**ARBEITSAUFTRAG A**
Entnehmen Sie dem Auszug über Bankenregulierung und Geldpolitik den Abschnitt zwischen „Die dritte Herausforderung“ und „Liquidität und Rentabilität.“, beide eingeschlossen, und geben Sie ihn wortgetreu wieder.
**ARBEITSAUFTRAG B**
Übertragen Sie den Satz „Dies alles hat die Komplexität ungemein erweitert.“ aus dem Auszug ins Englische.

**AUSZUG**
Die dritte Herausforderung ist die verstärkte Regulierung, die als Reaktion auf die Bankenkrise zu sehen ist und durchaus auch notwendig war. Diese Regulierung verlangt höhere Kapitalverfügbarkeit, höhere Liquidität und rigidere interne Kontrollsysteme. Dies alles hat die Komplexität ungemein erweitert. Und damit sind wir wieder bei den Fintec-Unternehmen, weil es nicht immer eine ganz ausgeglichene Situation ist in Bezug auf die Reglementierung. Auf der einen Seite steht ein extrem stark reglementierter Bankensektor und auf der anderen Seite ein Bereich - ganz außerhalb von Reglementierung - ähnliche bzw. fast identische Tätigkeiten durchführt. Welche Entwicklung erwarten Sie sich hinsichtlich der nun zurückgenommenen expansiven Geldpolitik vonseiten der europäischen Zentralbank.
Welche Auswirkungen erwarten sie sich da in Hinblick auf Liquidität und Rentabilität.
Giovanni Sabatini: Auf einer Seite sehen wir, dass die Rückkehr zur traditionellen Geldpolitik graduell und langsam erfolgt, daher wird es auch keine sofortigen Auswirkungen haben. Diese allmähliche Rückkehr ermöglicht auch eine Rückkehr zu Rentabilität, die durch die Geldpolitik mit sehr niederen und auch Negativzinsen, den Banken kaum oder extrem eingeschränkt Spielraum für Gewinn ließ. Unter diesem Aspekt erwarte ich mir einen positiven Effekt. Wichtig erscheint mir, dass es auf der ganzen Welt eine abgestimmte und kohärente Geldpolitik geben wird, um übertriebene Turbulenzen auf dem Finanzmarkt und im speziellen auf dem Markt der Wechselkurse auszulösen.

**GESPEICHERTE DATEN**
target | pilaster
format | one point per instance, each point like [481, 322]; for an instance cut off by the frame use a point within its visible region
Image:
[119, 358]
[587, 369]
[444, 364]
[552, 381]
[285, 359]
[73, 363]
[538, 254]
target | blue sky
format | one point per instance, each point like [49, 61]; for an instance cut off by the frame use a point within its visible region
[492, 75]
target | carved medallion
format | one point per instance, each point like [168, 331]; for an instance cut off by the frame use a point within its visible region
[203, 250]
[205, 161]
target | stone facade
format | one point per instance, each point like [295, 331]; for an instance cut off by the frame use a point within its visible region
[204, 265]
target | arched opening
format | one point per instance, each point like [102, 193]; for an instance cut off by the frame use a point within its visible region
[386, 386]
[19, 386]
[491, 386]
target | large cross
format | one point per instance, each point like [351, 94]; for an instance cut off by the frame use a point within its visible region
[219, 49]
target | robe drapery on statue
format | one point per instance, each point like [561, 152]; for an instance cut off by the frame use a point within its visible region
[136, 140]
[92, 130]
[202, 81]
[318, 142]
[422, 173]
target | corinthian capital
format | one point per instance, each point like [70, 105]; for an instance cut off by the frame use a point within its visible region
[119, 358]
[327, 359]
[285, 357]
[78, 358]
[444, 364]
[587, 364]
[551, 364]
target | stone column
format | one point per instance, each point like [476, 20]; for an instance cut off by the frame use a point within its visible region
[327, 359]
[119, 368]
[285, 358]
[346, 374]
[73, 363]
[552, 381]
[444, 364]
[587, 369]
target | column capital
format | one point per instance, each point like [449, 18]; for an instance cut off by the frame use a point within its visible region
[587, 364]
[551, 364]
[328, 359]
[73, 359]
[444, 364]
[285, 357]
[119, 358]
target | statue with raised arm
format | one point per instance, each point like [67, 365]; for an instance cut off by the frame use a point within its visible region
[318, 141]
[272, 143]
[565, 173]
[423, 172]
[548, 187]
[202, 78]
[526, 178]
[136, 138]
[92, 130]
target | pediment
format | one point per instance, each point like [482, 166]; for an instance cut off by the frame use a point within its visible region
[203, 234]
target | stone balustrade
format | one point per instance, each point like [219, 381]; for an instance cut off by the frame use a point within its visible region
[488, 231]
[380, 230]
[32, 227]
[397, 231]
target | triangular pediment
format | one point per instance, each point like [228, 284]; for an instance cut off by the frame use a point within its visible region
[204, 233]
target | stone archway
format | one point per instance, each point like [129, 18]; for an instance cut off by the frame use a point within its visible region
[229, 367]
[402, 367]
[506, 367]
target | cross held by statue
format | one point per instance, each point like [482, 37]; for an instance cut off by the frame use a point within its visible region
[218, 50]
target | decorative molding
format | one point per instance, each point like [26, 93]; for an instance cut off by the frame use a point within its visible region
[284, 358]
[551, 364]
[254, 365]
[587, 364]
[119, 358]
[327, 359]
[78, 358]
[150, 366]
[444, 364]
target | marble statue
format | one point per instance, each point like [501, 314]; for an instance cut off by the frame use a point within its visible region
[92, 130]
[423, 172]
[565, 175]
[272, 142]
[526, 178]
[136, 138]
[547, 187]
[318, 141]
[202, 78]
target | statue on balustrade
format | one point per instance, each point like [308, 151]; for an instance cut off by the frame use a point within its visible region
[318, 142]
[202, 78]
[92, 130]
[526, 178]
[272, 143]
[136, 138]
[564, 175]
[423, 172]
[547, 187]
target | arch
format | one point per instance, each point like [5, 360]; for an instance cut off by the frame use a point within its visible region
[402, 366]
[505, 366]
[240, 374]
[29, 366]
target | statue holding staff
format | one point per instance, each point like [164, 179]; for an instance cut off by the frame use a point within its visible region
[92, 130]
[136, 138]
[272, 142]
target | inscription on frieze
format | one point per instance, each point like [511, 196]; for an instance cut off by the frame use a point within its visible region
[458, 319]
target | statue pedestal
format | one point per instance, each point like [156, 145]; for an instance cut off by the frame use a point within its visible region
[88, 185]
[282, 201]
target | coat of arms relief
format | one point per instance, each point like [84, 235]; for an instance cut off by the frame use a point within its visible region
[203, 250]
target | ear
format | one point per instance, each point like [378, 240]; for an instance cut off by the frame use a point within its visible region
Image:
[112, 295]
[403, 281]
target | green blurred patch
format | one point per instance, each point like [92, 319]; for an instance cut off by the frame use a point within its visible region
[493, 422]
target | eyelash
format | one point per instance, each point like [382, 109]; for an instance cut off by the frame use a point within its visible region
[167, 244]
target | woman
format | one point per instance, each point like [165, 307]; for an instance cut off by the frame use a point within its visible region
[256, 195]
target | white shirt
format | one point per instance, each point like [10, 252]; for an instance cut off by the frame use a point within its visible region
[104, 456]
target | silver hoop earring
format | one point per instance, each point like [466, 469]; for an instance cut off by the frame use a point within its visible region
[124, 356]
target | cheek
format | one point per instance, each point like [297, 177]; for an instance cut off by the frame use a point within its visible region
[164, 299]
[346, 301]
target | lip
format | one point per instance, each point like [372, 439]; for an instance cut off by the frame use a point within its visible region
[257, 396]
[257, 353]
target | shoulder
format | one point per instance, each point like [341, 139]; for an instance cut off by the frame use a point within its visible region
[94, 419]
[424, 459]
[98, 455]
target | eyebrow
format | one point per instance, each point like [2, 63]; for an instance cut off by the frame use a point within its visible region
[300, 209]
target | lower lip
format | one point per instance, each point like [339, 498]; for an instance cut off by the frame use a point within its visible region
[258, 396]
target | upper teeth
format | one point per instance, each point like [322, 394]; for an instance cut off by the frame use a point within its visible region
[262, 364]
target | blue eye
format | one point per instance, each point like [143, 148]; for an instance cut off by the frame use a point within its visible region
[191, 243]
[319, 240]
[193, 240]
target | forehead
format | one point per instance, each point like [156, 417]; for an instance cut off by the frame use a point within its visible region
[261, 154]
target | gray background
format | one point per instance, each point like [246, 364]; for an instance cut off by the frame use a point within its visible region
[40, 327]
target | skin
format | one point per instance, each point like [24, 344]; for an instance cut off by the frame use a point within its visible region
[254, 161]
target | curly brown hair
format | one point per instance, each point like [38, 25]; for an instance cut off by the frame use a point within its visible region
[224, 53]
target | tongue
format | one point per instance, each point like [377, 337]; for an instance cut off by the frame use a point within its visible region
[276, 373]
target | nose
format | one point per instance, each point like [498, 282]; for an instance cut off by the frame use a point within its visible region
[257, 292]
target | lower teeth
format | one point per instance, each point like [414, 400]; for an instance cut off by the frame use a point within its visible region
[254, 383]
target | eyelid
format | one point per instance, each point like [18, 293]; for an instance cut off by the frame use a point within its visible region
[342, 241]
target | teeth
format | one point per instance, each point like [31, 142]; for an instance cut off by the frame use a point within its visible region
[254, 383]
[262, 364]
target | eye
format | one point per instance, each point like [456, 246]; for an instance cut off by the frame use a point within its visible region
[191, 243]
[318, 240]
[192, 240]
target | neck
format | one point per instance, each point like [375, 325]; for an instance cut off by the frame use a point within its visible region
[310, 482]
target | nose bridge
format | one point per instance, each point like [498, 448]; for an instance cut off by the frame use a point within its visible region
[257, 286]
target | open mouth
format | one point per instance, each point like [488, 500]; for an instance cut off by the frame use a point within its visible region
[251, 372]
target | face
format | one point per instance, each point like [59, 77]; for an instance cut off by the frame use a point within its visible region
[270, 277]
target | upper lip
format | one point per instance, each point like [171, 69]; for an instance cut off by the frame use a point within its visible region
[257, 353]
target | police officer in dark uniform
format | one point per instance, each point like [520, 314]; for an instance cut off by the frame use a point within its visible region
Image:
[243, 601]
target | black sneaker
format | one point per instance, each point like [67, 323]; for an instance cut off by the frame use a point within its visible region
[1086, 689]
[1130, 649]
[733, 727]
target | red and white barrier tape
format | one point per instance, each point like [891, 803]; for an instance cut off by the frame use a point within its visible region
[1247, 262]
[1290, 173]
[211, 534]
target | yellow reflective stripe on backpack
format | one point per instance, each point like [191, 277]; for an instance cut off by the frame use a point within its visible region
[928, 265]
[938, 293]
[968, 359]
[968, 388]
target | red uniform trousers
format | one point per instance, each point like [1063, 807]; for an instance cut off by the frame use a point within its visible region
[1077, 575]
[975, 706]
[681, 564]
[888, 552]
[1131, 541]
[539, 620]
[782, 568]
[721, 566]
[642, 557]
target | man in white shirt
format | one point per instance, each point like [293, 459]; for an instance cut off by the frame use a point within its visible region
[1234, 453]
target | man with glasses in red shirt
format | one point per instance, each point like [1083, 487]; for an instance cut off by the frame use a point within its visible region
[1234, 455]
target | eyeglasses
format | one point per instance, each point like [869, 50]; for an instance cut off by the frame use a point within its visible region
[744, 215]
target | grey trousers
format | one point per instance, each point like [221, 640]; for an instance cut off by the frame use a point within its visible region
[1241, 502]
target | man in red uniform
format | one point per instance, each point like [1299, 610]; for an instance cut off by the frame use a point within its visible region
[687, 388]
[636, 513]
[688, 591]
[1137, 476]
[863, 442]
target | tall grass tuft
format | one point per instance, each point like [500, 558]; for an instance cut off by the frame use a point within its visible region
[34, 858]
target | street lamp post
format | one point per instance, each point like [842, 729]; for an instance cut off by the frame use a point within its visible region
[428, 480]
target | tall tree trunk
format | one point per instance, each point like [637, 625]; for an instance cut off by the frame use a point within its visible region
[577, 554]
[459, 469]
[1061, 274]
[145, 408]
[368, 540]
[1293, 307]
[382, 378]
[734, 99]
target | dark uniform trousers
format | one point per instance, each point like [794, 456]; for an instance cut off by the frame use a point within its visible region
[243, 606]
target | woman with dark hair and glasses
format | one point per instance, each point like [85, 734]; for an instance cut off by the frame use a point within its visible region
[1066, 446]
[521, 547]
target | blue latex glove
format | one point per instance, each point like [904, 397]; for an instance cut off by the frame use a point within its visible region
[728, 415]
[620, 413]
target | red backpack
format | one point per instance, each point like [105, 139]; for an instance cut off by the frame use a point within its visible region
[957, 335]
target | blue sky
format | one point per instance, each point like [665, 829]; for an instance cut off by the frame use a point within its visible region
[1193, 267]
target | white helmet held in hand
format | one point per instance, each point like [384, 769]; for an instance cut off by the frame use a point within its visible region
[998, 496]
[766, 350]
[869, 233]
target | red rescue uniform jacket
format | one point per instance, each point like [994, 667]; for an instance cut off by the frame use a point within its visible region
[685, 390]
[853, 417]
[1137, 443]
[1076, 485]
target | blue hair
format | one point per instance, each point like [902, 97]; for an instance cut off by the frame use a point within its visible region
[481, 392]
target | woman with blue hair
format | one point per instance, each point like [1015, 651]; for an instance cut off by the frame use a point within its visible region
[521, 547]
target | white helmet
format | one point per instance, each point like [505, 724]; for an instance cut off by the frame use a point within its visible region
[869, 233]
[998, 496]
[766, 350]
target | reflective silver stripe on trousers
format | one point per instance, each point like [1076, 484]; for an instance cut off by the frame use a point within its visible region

**ANTWORTFELD A**
Die dritte Herausforderung ist die verstärkte Regulierung, die als Reaktion auf die Bankenkrise zu sehen ist und durchaus auch notwendig war. Diese Regulierung verlangt höhere Kapitalverfügbarkeit, höhere Liquidität und rigidere interne Kontrollsysteme. Dies alles hat die Komplexität ungemein erweitert. Und damit sind wir wieder bei den Fintec-Unternehmen, weil es nicht immer eine ganz ausgeglichene Situation ist in Bezug auf die Reglementierung. Auf der einen Seite steht ein extrem stark reglementierter Bankensektor und auf der anderen Seite ein Bereich - ganz außerhalb von Reglementierung - ähnliche bzw. fast identische Tätigkeiten durchführt. Welche Entwicklung erwarten Sie sich hinsichtlich der nun zurückgenommenen expansiven Geldpolitik vonseiten der europäischen Zentralbank.
Welche Auswirkungen erwarten sie sich da in Hinblick auf Liquidität und Rentabilität.

**ANTWORTFELD B**
All of this has enormously increased the complexity.